→ **Check your understanding**:
1. Copy the passage about the transgender woman's name-change case from "Monday, September 28, 2015" up to and including "the humiliation starts.".
2. Pick up the post about the judge's refusal of a name change after its final sentence and keep writing it.

→ **Given passage**:

+ + + + +

Monday, September 28, 2015

Punitive

That is the judge’s decision not to grant a name change.
Transgender woman faces legal dilemmas
Northern Virginia Daily
By Joe Beck
Friday, September 18, 2015

STRASBURG — Her friends and family know her as Kendra, but when her name is called during her many appearances in court, she is William Brill and that’s when the humiliation starts.
[…]
She’s been in and out of the corrections system for the last three years as a result of a string of charges for drunken driving and shoplifting. Her stay in the Indian Creek Correctional Center in Chesapeake, which began in 2012, marked a turning point in a long struggle with gender identity.

Indian Creek’s website describes it as one of the largest “prison-based” therapeutic communities in the United States specializing in treatment for substance abusers. Toward the end of her sentence, Brill took some tests, one to determine female orientation and another to determine male orientation.

The tests asked numerous questions about different subjects. Did the test taker prefer blue or pink? Did he or she like sports? The results produced two graphs for the man identified as William Brill in the prison records. The graph for male orientation showed peaks and valleys. The one for female was a straight line and came with a diagnosis from two prison doctors: gender dysphoria.
There is no test to determine gender dysphoria, period. No ifs ands or buts.

To me it sounds like a horrible stereotype test, boys love blue and sports and girls love pink and homemaking. It sounds like the prison doctors are all quacks and haven’t a clue about gender dysphoria.

+ + + + +

Referring expression data
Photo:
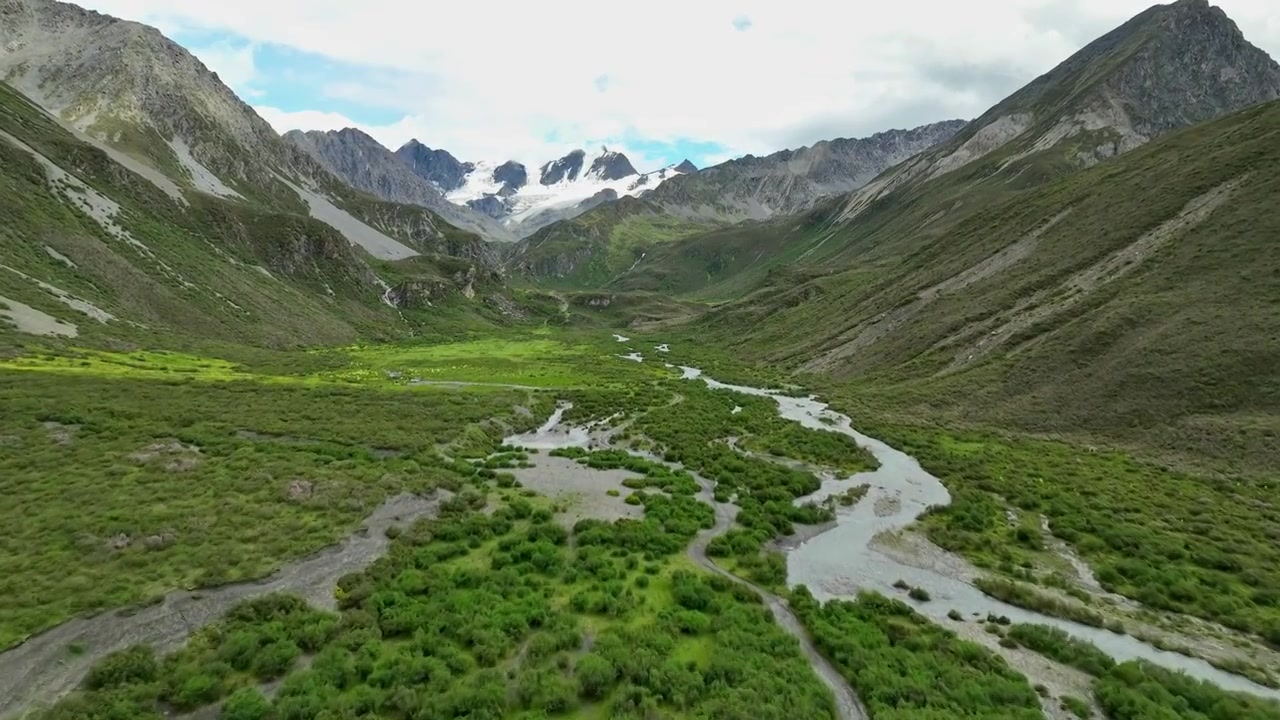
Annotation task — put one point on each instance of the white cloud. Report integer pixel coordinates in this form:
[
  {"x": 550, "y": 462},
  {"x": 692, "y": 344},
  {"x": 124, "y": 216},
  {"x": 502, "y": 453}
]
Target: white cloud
[
  {"x": 234, "y": 65},
  {"x": 493, "y": 80},
  {"x": 394, "y": 135}
]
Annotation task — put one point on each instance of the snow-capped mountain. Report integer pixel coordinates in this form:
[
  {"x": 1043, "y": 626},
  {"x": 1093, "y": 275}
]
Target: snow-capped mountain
[{"x": 525, "y": 201}]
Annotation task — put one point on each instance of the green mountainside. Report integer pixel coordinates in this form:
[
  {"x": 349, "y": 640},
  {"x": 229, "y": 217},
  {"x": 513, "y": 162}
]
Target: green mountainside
[
  {"x": 1133, "y": 300},
  {"x": 269, "y": 441}
]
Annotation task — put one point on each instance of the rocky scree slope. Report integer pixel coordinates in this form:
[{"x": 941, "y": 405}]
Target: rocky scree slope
[
  {"x": 365, "y": 164},
  {"x": 791, "y": 181},
  {"x": 158, "y": 110},
  {"x": 599, "y": 246},
  {"x": 1169, "y": 67},
  {"x": 1134, "y": 301}
]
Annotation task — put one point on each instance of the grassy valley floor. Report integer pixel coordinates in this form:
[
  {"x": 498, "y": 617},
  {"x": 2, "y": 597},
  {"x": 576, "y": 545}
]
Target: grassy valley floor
[{"x": 133, "y": 474}]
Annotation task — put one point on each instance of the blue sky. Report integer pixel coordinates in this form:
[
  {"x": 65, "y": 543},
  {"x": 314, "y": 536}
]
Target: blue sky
[
  {"x": 530, "y": 81},
  {"x": 316, "y": 91}
]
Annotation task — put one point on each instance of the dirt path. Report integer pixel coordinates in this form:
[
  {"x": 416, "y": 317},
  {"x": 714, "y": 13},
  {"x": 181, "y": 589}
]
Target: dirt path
[
  {"x": 848, "y": 706},
  {"x": 42, "y": 669}
]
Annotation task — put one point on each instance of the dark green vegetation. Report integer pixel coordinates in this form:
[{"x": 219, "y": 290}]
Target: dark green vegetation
[
  {"x": 903, "y": 666},
  {"x": 119, "y": 487},
  {"x": 1159, "y": 352},
  {"x": 1061, "y": 647},
  {"x": 1170, "y": 550},
  {"x": 1139, "y": 691},
  {"x": 694, "y": 432},
  {"x": 594, "y": 247},
  {"x": 1077, "y": 706},
  {"x": 485, "y": 616}
]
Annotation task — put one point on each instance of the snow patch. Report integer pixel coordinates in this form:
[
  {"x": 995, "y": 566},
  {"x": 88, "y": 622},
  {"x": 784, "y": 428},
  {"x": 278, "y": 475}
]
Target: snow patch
[
  {"x": 355, "y": 231},
  {"x": 60, "y": 258},
  {"x": 387, "y": 292},
  {"x": 68, "y": 299},
  {"x": 535, "y": 197},
  {"x": 201, "y": 177},
  {"x": 33, "y": 322}
]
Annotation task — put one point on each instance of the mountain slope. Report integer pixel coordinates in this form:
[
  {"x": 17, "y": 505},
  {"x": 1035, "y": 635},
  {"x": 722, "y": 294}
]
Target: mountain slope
[
  {"x": 362, "y": 163},
  {"x": 599, "y": 246},
  {"x": 558, "y": 190},
  {"x": 1155, "y": 72},
  {"x": 1169, "y": 67},
  {"x": 1134, "y": 300},
  {"x": 155, "y": 109},
  {"x": 791, "y": 181}
]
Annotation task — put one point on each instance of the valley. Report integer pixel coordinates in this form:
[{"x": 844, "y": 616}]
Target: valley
[
  {"x": 972, "y": 420},
  {"x": 618, "y": 402}
]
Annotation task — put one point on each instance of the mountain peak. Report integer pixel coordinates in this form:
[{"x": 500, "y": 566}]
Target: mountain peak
[
  {"x": 439, "y": 167},
  {"x": 567, "y": 168},
  {"x": 611, "y": 165}
]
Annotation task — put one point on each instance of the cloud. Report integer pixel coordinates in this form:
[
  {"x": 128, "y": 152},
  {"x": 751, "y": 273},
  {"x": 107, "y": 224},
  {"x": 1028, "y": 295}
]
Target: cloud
[
  {"x": 234, "y": 64},
  {"x": 511, "y": 78}
]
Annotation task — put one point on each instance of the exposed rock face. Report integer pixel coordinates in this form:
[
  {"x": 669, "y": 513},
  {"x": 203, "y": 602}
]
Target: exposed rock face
[
  {"x": 120, "y": 80},
  {"x": 511, "y": 174},
  {"x": 426, "y": 291},
  {"x": 437, "y": 167},
  {"x": 611, "y": 165},
  {"x": 365, "y": 164},
  {"x": 567, "y": 168},
  {"x": 1169, "y": 67},
  {"x": 792, "y": 181}
]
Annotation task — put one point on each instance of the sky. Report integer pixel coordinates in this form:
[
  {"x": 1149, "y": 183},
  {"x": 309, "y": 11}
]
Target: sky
[{"x": 659, "y": 80}]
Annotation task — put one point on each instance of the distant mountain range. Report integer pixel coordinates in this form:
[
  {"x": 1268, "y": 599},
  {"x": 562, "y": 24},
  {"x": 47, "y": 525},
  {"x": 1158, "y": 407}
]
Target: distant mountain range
[{"x": 526, "y": 201}]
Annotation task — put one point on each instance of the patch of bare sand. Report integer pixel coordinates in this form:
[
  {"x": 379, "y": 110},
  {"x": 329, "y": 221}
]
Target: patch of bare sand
[{"x": 583, "y": 491}]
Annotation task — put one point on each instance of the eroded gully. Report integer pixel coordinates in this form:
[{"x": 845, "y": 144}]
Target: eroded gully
[{"x": 41, "y": 669}]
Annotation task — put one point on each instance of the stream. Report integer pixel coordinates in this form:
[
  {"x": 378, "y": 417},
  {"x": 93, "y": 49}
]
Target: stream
[
  {"x": 842, "y": 560},
  {"x": 836, "y": 563},
  {"x": 41, "y": 669}
]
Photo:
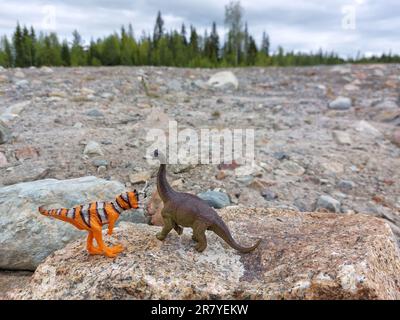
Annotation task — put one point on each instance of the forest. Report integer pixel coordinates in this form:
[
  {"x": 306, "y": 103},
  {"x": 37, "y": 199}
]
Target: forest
[{"x": 178, "y": 48}]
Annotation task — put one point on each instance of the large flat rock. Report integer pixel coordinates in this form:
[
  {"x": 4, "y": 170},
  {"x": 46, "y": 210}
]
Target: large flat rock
[{"x": 302, "y": 256}]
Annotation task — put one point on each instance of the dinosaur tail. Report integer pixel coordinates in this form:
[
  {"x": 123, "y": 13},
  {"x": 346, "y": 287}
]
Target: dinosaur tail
[{"x": 223, "y": 232}]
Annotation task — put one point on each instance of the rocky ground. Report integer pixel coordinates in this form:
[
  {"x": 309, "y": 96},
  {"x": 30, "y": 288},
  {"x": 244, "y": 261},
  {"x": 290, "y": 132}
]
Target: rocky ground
[{"x": 326, "y": 137}]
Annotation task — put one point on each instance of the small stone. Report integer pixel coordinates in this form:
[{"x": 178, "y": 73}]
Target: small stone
[
  {"x": 27, "y": 152},
  {"x": 269, "y": 195},
  {"x": 396, "y": 137},
  {"x": 224, "y": 79},
  {"x": 340, "y": 103},
  {"x": 220, "y": 175},
  {"x": 5, "y": 133},
  {"x": 215, "y": 199},
  {"x": 19, "y": 74},
  {"x": 140, "y": 177},
  {"x": 366, "y": 128},
  {"x": 3, "y": 160},
  {"x": 280, "y": 155},
  {"x": 346, "y": 185},
  {"x": 292, "y": 168},
  {"x": 101, "y": 169},
  {"x": 328, "y": 203},
  {"x": 260, "y": 184},
  {"x": 177, "y": 183},
  {"x": 45, "y": 69},
  {"x": 94, "y": 113},
  {"x": 93, "y": 148},
  {"x": 248, "y": 171},
  {"x": 22, "y": 83},
  {"x": 342, "y": 137},
  {"x": 100, "y": 163},
  {"x": 106, "y": 95}
]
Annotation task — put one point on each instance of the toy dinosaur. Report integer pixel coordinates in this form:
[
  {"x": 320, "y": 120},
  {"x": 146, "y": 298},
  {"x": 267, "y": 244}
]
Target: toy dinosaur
[
  {"x": 187, "y": 210},
  {"x": 93, "y": 216}
]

+ + + + +

→ **Results**:
1.
Monday, September 28, 2015

Punitive

That is the judge’s decision not to grant a name change.
Transgender woman faces legal dilemmas
Northern Virginia Daily
By Joe Beck
Friday, September 18, 2015

STRASBURG — Her friends and family know her as Kendra, but when her name is called during her many appearances in court, she is William Brill and that’s when the humiliation starts.

2.
To make matters even worst,
In October, the same month she was released from Indian Creek, she submitted a name change application to Shenandoah County Circuit Judge Dennis L. Hupp, asking that her name be changed from William Joseph Brill to Kendra Catherine Brill.

Hupp replied on Oct. 30: “I have denied your application for change of name. In view of your felony record, I want to avoid any confusion as to your identity in our computer databases, both the Central Criminal Records Exchange and the Virginia Criminal Information Network. If you undergo a sex change operation . . . you may file a new application.”
Talk about handicapping a person, the judge is going to make her life a living hell and make so much harder for her to find employment to earn an honest living.

The judge’s excuse is very weak because criminal databases usually have fields for aliases and I know of many trans people who have criminal records and have had their name changed. It seems to me that the judge might be baised.